Exercise material:
--- BEGIN ---
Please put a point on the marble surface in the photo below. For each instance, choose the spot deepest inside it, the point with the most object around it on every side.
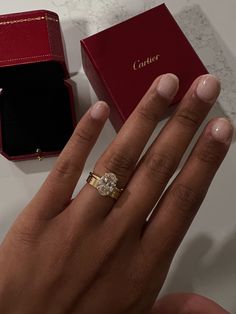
(205, 262)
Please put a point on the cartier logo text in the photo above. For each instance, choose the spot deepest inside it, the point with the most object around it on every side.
(140, 64)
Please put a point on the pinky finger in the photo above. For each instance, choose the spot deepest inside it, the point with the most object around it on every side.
(180, 203)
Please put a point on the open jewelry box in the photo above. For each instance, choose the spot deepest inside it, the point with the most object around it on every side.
(37, 114)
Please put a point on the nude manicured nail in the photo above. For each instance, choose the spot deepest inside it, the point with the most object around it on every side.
(208, 88)
(99, 111)
(222, 130)
(168, 86)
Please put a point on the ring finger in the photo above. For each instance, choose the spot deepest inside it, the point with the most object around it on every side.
(122, 155)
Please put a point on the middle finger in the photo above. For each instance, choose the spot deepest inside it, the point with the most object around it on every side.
(122, 155)
(163, 157)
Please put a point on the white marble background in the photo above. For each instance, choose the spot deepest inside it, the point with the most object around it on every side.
(206, 260)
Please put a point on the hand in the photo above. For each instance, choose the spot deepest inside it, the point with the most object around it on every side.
(93, 254)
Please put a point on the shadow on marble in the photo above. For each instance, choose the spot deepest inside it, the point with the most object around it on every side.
(197, 264)
(213, 52)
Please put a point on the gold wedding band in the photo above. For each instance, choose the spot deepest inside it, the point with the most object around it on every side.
(105, 185)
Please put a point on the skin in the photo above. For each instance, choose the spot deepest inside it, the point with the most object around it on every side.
(92, 254)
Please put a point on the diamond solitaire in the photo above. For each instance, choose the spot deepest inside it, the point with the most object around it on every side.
(105, 185)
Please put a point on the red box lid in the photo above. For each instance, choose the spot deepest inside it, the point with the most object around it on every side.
(31, 37)
(121, 62)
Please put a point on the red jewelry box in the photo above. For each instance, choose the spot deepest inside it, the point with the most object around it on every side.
(121, 62)
(37, 114)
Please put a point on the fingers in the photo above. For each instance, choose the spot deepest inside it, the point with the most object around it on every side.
(177, 208)
(57, 190)
(160, 162)
(122, 155)
(180, 303)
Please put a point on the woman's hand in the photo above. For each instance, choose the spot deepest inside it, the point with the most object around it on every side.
(94, 254)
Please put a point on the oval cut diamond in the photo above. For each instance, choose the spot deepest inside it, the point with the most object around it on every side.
(107, 184)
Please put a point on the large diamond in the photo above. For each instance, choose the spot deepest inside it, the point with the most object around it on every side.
(107, 184)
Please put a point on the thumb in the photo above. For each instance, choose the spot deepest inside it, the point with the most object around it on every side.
(186, 303)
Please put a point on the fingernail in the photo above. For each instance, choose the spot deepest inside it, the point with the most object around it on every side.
(208, 88)
(222, 130)
(99, 111)
(168, 86)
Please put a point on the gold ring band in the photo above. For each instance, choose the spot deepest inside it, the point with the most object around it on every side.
(105, 185)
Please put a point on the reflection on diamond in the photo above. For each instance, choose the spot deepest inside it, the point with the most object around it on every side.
(107, 184)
--- END ---
Task description: Copy the entries above word for word, beginning at the line that contains "Please put a point on the gold ring" and continuing through the last line of the entries.

Full answer:
Please put a point on the gold ring band in the photo above. For each instance, choose the spot deepest inside it, the point with the most object around it on every side.
(105, 185)
Please put a point on the reflection on diamond in the photo above. For each instance, choose the spot deepest inside it, the point with the most object around it on every side.
(107, 184)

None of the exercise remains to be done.